EXERCISE INPUTS: Begin
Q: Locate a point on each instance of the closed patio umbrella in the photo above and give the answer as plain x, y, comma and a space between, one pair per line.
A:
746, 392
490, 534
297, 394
EXERCISE INPUTS: End
_AIM OF THE TASK_.
For this exercise, repeat each line of the listing exactly.

_RESPONSE AREA_.
Q: Locate a point on each instance of the closed patio umbrella in the photo above and give the answer as plain x, y, comma and a space between, one pair per line.
A:
746, 392
490, 534
297, 394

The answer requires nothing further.